Assigned task
Your job is to copy all the entries precisely as they stand.

Data to use
● ● ●

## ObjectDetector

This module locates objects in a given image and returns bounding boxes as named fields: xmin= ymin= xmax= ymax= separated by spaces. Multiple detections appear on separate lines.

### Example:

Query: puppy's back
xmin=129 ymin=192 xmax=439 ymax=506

● ● ●

Output for this exercise
## ObjectDetector

This module locates objects in a given image and returns bounding boxes as named fields: xmin= ymin= xmax= ymax= separated by spaces. Multiple detections appear on separate lines.

### Example:

Query: puppy's back
xmin=129 ymin=192 xmax=439 ymax=506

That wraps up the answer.